◆ **Exercise task**
Rewrite all of the material below, changing every occurrence of "bounding boxes" to "detection rectangles" and leaving everything else as it is. Omit the pictures from your answer.

◆ **Entries provided**
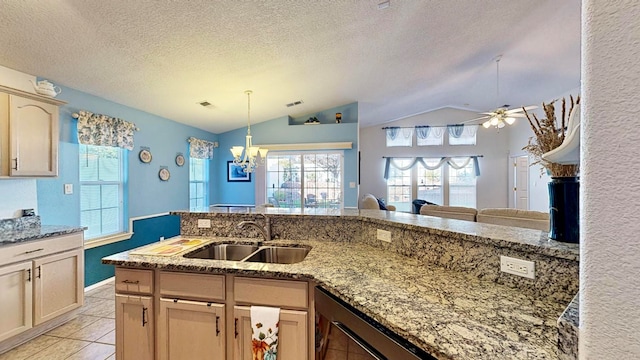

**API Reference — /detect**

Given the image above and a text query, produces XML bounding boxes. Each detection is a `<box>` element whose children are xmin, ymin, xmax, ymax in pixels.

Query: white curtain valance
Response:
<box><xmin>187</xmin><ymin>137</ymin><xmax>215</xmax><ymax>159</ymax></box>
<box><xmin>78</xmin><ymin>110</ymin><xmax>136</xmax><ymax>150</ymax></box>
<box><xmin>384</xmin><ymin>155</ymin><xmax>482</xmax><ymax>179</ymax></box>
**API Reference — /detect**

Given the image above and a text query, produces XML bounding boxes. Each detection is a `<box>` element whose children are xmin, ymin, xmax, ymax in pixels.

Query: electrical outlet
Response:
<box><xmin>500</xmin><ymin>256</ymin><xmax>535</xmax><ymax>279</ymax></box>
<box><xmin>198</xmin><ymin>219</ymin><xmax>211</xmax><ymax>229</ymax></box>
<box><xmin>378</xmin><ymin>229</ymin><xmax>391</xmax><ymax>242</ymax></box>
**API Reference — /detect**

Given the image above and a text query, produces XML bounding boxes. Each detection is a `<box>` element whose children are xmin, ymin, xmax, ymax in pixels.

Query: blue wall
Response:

◆ **Answer to this problem**
**API Reference — /detect**

Given the image above and a text query, produces XML detection rectangles. Each detection is a `<box>` element whose children are xmin, ymin, xmax, ymax in pixels.

Query: white curtain valance
Response:
<box><xmin>187</xmin><ymin>137</ymin><xmax>215</xmax><ymax>159</ymax></box>
<box><xmin>78</xmin><ymin>110</ymin><xmax>136</xmax><ymax>150</ymax></box>
<box><xmin>384</xmin><ymin>155</ymin><xmax>482</xmax><ymax>179</ymax></box>
**API Reference — /detect**

Given the image above and a text query, produces XML detection rectangles. Each detection is a `<box>` element whose children are xmin, ymin, xmax, ymax in pixels.

Query: electrical outlet
Response:
<box><xmin>500</xmin><ymin>256</ymin><xmax>535</xmax><ymax>279</ymax></box>
<box><xmin>198</xmin><ymin>219</ymin><xmax>211</xmax><ymax>229</ymax></box>
<box><xmin>378</xmin><ymin>229</ymin><xmax>391</xmax><ymax>242</ymax></box>
**API Reference — /detect**

Given the image above and a text query, produces XML detection rectangles. Each detection is a `<box>` element whose children are xmin, ymin, xmax, ymax in pixels.

Query: blue wall
Response:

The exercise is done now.